Lilith, Snow White, and male images of women in the 19th century
Lady Lilith, by Dante Gabriel Rossetti
“And the lady of the house was seen only as she appeared in each room, according to the nature of the lord of the room. None saw the whole of her, none but herself. For the light which she was was both her mirror and her body.” —Laura Riding
In the first chapter of the classic feminist text The Madwoman in the Attic, “The Queen’s Looking Glass: Female Creativity, Male Images of Women, and the Metaphor of Literary Paternity”, Sandra M. Gilbert and Susan Gubar analyze the legend of Lilith and the story of Snow White. Reading their analysis reminded me of the Dante Gabriel Rossetti painting above. Considering the painting after reading the chapter made me realize just how omnipresent the Lilith figure was during the 19th century.
Lilith was the original woman, according to apocryphal Judaic scripture. Created at the same time as Adam (which helps explain the two creation accounts in Genesis, the first being “Man and Woman he created them”), she refused to submit to Adam’s sexual authority, fled the Garden, and became the mother of monsters and the devourer of newborn children.
We can see her archetype appearing quite often in 19th century literature, which was, not coincidentally, when the movement for women’s liberation began. Lilith was a central figure in Goethe’s Faust. In poetry she appears as Coleridge’s Christabel (a succubi-like creature), as both Keat’s Lamia (a serpent woman) and his “La Belle Dame Sans Merci”, the Lady without Mercy; in theater as Wilde’s Salome (the merciliess temptress); as Morgan Le Fey in the Arthurian Romances, which enjoyed renewed popularity at the time; and explicitly in George Macdonald’s novel Lilith. She haunts Baudelaire in his drug haze, she comes back to the dead as Ligeia in the story of that title by Poe (a beautiful woman’s death, Poe said, “is unquestionably the most poetical topic in the world”). Wherever we look we find her. In every genre of literature, and in art, male authors at the time were creating pale-skinned, narcissistic succubi.
“Lamia and the Soldier”, by John William Waterhouse. What seems to be a cloth behind her knees and on the ground is her snake skin.
Freud’s image of the neurotic female, secretly wishing to castrate her male counterpart, is also disturbingly reminiscent of Lilith. As Freud noted, what is repressed becomes monstrous. If Freud seemed to think everything was actually about sex, it was perhaps because everything to do with sex was repressed. For cis men of course that meant everything to do with women.
Franz van Stuck’s “Sensuality”, from 1898, just as Freud was beginning to publish his works.
I did not immediately notice the detail of the background mirror in Rossetti’s Lady Lilith. I assumed it was a window to a day-lit forest. Then I saw the reflection of the two candles and the white rose. The self-obsessed Lilith can see even the natural world as merely a reflection of herself.

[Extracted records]
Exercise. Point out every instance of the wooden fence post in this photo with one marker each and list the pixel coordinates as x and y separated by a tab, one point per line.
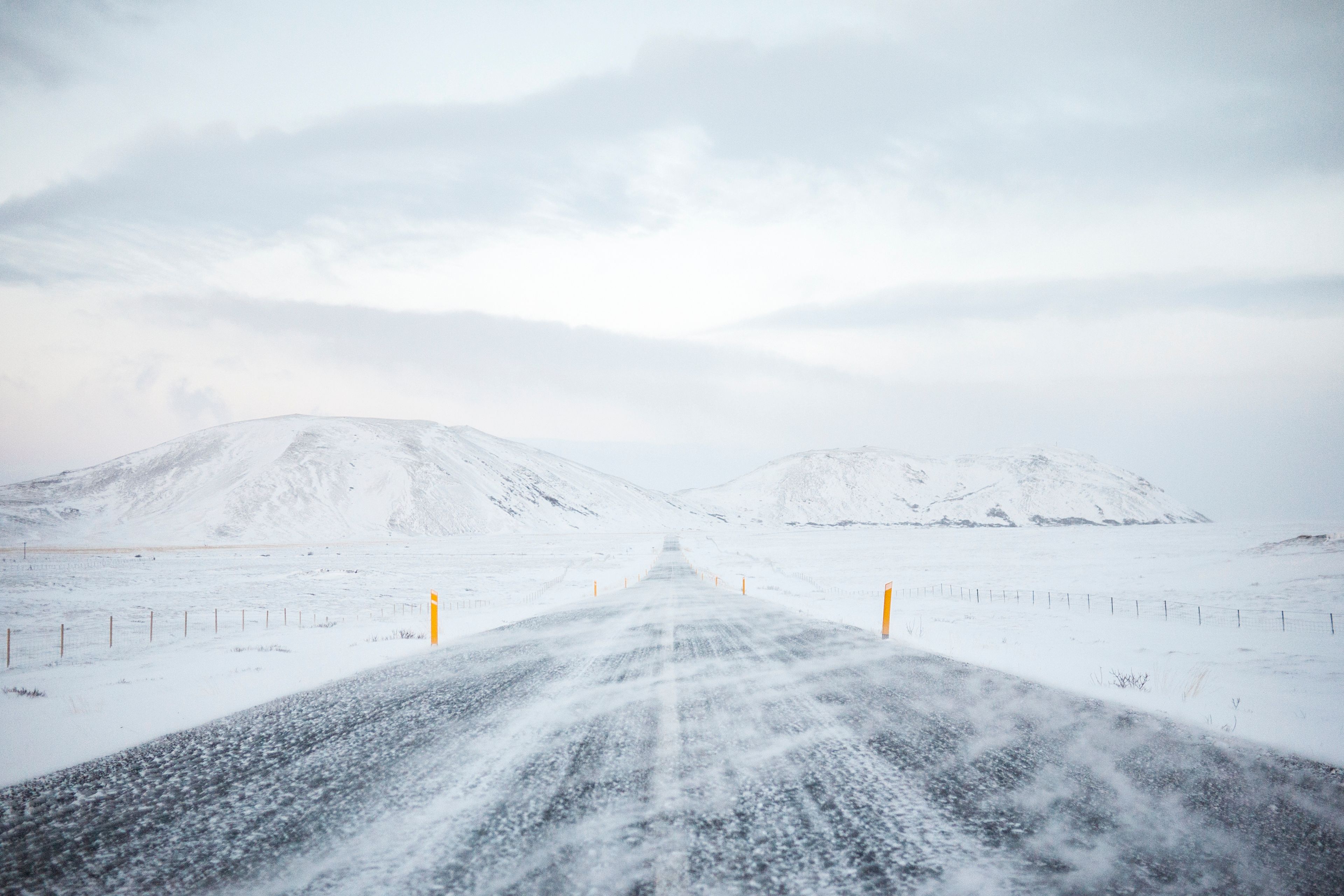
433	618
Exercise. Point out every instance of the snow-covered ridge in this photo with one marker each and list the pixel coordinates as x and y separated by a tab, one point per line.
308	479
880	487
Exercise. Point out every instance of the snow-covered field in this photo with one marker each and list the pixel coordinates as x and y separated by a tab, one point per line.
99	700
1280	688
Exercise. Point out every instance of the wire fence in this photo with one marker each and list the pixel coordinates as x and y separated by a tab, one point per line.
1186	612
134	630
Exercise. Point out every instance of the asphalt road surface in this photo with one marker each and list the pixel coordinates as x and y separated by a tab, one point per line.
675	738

* * *

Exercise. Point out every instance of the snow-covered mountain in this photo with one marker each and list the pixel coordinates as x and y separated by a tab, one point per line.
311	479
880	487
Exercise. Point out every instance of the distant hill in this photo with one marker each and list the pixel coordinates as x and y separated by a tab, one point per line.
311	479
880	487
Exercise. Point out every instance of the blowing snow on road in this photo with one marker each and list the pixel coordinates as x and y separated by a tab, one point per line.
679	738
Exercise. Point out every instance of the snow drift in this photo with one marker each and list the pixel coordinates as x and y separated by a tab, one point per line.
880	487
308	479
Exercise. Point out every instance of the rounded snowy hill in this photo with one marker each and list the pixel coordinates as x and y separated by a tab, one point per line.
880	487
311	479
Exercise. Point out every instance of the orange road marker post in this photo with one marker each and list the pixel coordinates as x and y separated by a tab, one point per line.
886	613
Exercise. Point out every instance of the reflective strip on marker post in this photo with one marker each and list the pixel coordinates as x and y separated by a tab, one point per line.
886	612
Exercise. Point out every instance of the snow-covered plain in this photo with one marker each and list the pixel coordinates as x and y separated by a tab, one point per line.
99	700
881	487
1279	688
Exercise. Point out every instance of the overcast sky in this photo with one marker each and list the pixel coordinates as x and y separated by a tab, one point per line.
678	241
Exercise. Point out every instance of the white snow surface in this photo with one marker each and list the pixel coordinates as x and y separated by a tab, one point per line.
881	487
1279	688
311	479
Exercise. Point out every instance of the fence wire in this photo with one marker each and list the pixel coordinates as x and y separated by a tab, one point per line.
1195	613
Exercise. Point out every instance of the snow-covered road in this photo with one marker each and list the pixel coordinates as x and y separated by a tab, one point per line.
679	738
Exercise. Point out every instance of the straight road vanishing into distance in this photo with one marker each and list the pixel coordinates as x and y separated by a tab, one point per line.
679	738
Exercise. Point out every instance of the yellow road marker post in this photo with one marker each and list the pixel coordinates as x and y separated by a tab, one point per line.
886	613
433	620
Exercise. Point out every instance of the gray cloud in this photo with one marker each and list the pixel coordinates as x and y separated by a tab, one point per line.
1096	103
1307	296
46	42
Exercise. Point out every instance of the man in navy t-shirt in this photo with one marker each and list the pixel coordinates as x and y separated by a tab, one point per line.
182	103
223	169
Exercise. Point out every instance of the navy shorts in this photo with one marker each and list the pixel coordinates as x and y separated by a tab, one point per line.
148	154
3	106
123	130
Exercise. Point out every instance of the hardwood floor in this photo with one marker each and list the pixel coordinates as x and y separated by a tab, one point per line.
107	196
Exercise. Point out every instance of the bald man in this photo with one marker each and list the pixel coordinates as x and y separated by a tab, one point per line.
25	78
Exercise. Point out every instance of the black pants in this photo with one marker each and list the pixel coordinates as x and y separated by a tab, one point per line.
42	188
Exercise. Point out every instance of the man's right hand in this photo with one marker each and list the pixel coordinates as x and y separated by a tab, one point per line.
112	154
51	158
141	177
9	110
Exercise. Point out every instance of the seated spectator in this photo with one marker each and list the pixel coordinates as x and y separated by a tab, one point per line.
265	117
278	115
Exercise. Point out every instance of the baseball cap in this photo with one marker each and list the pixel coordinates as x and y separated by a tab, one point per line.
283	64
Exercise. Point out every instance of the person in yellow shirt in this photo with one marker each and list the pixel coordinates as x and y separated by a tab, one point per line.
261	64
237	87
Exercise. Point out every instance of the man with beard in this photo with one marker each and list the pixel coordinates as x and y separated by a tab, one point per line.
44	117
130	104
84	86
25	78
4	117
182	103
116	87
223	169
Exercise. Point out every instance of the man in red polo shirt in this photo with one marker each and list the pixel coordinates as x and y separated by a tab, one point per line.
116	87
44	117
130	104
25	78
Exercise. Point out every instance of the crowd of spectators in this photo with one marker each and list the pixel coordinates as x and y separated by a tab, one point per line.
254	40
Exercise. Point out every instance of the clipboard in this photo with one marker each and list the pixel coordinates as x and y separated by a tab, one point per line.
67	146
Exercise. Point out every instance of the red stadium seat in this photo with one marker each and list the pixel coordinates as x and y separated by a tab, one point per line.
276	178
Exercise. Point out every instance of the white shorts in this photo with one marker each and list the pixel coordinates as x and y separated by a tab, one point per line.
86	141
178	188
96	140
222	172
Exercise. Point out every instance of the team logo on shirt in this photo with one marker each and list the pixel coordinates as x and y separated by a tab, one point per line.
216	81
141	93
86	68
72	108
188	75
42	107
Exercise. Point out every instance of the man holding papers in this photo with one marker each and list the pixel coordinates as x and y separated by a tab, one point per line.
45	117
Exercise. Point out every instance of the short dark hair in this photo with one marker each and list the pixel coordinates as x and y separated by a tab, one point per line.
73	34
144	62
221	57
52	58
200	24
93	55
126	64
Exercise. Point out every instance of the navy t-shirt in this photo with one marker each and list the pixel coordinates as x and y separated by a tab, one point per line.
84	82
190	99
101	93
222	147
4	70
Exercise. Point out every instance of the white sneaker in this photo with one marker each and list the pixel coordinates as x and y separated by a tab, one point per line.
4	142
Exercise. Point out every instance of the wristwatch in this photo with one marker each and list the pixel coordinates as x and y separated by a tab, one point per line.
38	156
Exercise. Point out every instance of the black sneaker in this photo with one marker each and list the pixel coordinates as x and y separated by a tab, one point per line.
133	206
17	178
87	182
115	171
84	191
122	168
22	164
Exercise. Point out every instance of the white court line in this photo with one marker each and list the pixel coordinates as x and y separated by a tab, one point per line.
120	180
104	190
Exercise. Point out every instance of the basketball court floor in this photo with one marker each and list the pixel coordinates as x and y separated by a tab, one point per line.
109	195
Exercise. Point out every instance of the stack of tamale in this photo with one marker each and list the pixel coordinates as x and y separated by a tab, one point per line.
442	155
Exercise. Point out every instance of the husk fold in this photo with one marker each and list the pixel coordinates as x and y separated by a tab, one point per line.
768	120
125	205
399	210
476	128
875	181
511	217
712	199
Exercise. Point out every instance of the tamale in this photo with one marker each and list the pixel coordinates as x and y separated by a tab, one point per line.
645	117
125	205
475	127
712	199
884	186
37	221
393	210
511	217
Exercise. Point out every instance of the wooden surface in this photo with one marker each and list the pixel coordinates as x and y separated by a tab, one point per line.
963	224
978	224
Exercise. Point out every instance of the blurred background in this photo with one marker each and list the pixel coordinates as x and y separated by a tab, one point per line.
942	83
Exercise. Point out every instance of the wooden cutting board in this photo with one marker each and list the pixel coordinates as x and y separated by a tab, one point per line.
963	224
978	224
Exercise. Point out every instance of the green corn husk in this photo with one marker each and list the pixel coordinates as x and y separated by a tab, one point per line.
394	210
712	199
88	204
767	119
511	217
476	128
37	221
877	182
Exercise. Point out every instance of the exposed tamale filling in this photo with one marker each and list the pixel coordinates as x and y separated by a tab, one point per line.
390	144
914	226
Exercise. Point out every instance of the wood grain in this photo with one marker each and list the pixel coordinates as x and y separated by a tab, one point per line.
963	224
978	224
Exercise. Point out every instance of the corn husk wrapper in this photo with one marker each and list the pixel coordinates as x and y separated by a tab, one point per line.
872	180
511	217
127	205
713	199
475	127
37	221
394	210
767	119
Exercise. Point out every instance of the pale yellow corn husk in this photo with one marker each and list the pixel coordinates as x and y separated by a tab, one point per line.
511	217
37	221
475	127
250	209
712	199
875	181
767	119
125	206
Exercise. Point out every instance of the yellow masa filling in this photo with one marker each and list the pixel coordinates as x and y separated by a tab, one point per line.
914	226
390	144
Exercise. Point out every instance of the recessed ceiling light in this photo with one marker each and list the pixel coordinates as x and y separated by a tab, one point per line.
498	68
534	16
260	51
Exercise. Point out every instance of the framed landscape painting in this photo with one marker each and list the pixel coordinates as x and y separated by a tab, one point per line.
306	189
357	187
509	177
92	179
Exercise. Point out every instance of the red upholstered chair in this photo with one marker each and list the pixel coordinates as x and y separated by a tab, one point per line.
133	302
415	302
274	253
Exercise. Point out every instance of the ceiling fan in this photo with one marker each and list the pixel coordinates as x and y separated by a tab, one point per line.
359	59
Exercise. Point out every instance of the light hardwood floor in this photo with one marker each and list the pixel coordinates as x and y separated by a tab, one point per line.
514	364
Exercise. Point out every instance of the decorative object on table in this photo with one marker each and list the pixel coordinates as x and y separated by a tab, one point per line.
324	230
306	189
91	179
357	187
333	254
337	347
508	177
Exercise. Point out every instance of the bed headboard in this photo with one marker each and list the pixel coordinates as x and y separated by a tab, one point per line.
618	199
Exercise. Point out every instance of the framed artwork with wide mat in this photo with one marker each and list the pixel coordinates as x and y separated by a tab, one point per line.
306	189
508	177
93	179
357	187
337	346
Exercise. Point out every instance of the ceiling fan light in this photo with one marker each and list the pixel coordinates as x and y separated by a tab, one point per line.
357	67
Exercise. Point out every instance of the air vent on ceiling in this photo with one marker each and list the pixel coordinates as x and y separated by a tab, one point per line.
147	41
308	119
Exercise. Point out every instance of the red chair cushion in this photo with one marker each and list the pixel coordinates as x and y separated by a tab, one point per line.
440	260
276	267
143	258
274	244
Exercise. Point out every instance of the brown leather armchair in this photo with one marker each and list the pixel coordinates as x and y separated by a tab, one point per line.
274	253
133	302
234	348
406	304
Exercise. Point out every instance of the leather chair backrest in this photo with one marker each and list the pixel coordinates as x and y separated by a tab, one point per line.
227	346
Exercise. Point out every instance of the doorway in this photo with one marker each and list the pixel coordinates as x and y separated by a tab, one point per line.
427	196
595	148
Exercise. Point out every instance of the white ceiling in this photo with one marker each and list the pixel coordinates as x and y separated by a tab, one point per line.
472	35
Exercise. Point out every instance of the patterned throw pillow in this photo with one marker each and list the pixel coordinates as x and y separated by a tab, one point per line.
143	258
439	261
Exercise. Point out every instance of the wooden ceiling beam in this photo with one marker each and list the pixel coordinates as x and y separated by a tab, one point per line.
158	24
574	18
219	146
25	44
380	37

* _Try it_
Retype the essay on Lilith from "Franz van Stuck’s" up to and including "reflection of herself.".

* _Reply_
Franz van Stuck’s “Sensuality”, from 1898, just as Freud was beginning to publish his works.
I did not immediately notice the detail of the background mirror in Rossetti’s Lady Lilith. I assumed it was a window to a day-lit forest. Then I saw the reflection of the two candles and the white rose. The self-obsessed Lilith can see even the natural world as merely a reflection of herself.